What this task involves: Retype, character for character, the line containing "pixel 453 58" along with each line after it through the end of the data, and only those.

[Point-per-instance localization data]
▬▬▬

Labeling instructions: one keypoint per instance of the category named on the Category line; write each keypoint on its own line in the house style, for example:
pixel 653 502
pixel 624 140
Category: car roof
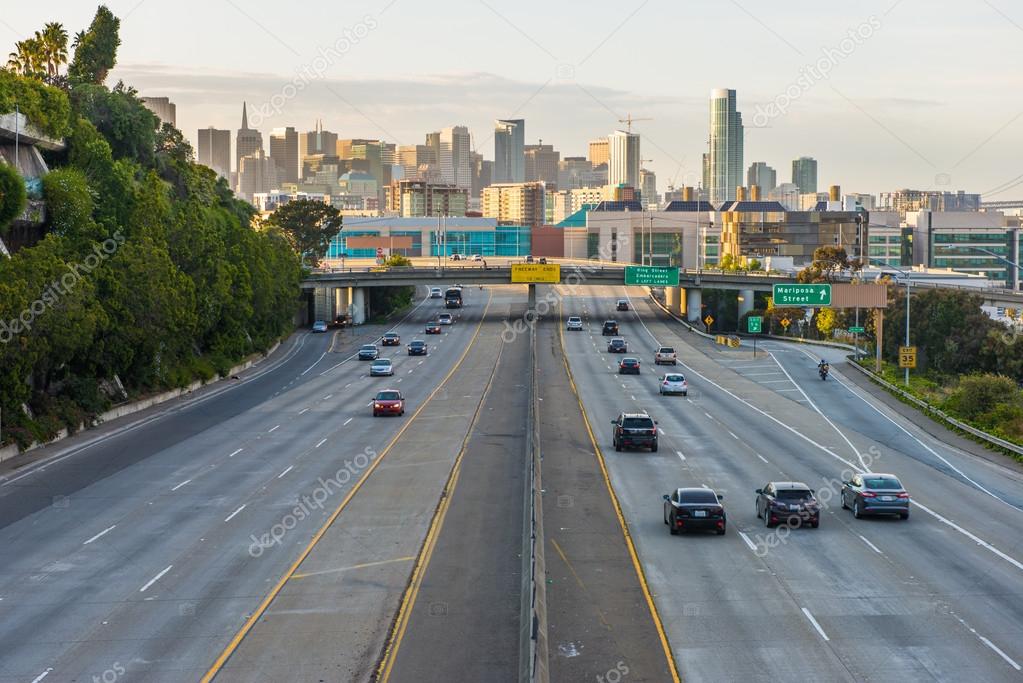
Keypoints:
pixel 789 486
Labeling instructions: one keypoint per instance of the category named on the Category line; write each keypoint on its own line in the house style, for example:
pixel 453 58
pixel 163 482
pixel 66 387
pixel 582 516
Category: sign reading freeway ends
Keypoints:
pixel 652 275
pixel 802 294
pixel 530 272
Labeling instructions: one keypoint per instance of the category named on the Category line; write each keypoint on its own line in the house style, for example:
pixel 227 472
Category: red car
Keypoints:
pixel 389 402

▬▬▬

Answer to this task:
pixel 453 58
pixel 163 482
pixel 66 387
pixel 582 516
Category: sign reading freeway ends
Keypoints:
pixel 652 275
pixel 802 294
pixel 530 272
Labeling instructions: one keypoint per instance of the category named on the Category line; write each keypoint on its own line in the house style, for example:
pixel 227 472
Category: red car
Keypoints:
pixel 389 402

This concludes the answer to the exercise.